╭─ Material supplied

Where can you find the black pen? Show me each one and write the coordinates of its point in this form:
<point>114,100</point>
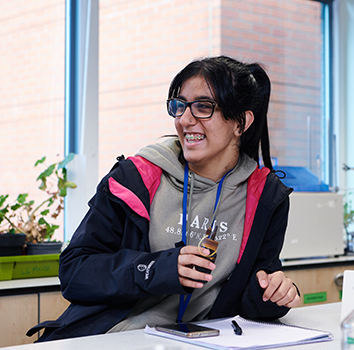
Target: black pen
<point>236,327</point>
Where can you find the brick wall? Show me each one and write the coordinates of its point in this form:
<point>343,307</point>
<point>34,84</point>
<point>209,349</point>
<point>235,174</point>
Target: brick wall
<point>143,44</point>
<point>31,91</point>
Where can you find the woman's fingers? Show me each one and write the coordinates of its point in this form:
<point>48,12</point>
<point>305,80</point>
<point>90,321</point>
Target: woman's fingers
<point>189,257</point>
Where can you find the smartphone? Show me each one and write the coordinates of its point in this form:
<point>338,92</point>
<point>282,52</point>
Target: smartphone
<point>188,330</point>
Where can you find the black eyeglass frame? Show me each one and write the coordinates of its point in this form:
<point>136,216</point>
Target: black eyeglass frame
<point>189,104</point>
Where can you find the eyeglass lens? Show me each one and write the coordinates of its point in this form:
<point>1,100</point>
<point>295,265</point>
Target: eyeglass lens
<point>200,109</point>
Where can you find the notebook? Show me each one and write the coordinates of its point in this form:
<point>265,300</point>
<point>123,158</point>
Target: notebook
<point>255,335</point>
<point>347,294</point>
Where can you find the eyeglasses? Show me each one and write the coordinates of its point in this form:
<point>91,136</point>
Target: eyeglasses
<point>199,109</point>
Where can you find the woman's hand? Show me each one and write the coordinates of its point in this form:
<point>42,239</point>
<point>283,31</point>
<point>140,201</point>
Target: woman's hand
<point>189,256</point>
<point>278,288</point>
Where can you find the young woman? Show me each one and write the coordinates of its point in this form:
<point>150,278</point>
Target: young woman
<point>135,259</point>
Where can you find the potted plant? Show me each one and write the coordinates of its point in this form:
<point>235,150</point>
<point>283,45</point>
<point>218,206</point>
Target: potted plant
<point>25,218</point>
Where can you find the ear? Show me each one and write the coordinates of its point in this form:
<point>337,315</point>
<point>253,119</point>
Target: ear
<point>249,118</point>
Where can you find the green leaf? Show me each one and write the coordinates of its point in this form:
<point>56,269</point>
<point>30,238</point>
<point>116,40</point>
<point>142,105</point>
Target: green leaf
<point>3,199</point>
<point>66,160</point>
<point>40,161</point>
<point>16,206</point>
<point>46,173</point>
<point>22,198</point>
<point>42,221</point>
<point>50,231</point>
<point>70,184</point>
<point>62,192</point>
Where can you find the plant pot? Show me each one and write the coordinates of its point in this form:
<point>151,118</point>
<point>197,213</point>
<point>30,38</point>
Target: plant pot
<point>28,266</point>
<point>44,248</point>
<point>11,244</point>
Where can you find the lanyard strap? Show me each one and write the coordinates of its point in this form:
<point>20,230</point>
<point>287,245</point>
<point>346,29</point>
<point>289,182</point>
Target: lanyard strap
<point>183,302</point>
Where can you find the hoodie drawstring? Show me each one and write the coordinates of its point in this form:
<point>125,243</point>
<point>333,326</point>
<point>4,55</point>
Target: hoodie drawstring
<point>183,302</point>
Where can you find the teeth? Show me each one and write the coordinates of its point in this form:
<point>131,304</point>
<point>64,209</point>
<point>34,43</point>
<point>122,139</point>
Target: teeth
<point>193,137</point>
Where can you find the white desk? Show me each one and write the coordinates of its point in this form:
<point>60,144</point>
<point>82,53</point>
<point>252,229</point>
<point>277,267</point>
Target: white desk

╰─

Rewrite all of the items above with every "Target" changed to "Object" and everything else left as it is. Leave the pictures out.

Full answer →
Where can you find the black pen? Show me each one and write the coordinates of its point in this form:
<point>114,100</point>
Object: black pen
<point>236,327</point>
Where can you find the brick wall? Show me each one and write the coordinates of its point in this form:
<point>343,307</point>
<point>34,84</point>
<point>209,349</point>
<point>235,174</point>
Object: brick wall
<point>143,44</point>
<point>31,91</point>
Where can you find the woman's fingers? Show me each one and write the coordinates of its point in this form:
<point>48,12</point>
<point>305,80</point>
<point>90,321</point>
Object: woman's fingers
<point>189,257</point>
Where can you find the smartphone? Show me each one and write the coordinates of its point in this form:
<point>338,92</point>
<point>282,52</point>
Object: smartphone
<point>188,330</point>
Where can you find the black eyeglass frame? Show me each one and write the coordinates of its point in this form:
<point>136,216</point>
Object: black eyeglass frame
<point>189,104</point>
Where can you find the eyeglass lens? Show me each one and write the coordinates of its point in this form:
<point>1,100</point>
<point>295,265</point>
Object: eyeglass lens
<point>200,109</point>
Where can you find the notebook? Show me each one and write the coordinates of its point in this form:
<point>265,300</point>
<point>123,158</point>
Object: notebook
<point>255,335</point>
<point>347,294</point>
Where can you find the eyeglasses? Show me each one and write the coordinates of its point in this form:
<point>91,136</point>
Object: eyeglasses
<point>199,109</point>
Where can you find the woman's hand? Show me each one and write the coordinates of its point in this form:
<point>42,239</point>
<point>283,31</point>
<point>140,201</point>
Object: woman's hand
<point>189,256</point>
<point>278,288</point>
Where can you find the young woman? Show me each one and write the coordinates of its point in this form:
<point>150,278</point>
Object: young woman
<point>135,259</point>
Where can you find the potted plant? Show me each one and write the coordinates of its point in this form:
<point>235,150</point>
<point>283,45</point>
<point>218,206</point>
Object: potted plant
<point>25,218</point>
Where can you find the ear? Show me each one and write the coordinates of its point in this form:
<point>337,315</point>
<point>253,119</point>
Object: ear
<point>249,118</point>
Where can you find the green leaf? Show me each one and write the coordinates of its point in this form:
<point>56,269</point>
<point>30,238</point>
<point>116,40</point>
<point>142,105</point>
Object: green leaf
<point>3,199</point>
<point>66,160</point>
<point>40,161</point>
<point>16,206</point>
<point>46,173</point>
<point>22,198</point>
<point>42,221</point>
<point>50,231</point>
<point>70,184</point>
<point>62,192</point>
Where can you find the plant pot? Show me each one and write the coordinates of its point in this form:
<point>151,118</point>
<point>197,213</point>
<point>30,38</point>
Object: plant pot
<point>28,266</point>
<point>44,248</point>
<point>11,244</point>
Where can you find the lanyard strap? Show me each one and write the coordinates of its point in this form:
<point>20,230</point>
<point>287,245</point>
<point>346,29</point>
<point>289,182</point>
Object: lanyard strap
<point>183,302</point>
Where can you find the hoodie drawstring? Show me each one and write the coordinates of its point in this form:
<point>125,243</point>
<point>333,326</point>
<point>4,55</point>
Object: hoodie drawstring
<point>183,302</point>
Where can you find the teeth? Show me each one and write the coordinates of its point in this form:
<point>131,304</point>
<point>64,209</point>
<point>34,43</point>
<point>122,139</point>
Object: teeth
<point>193,137</point>
Where can you find the white desk? Show me each one and write the coordinates of its point in this form:
<point>60,144</point>
<point>82,53</point>
<point>252,229</point>
<point>277,267</point>
Object: white desk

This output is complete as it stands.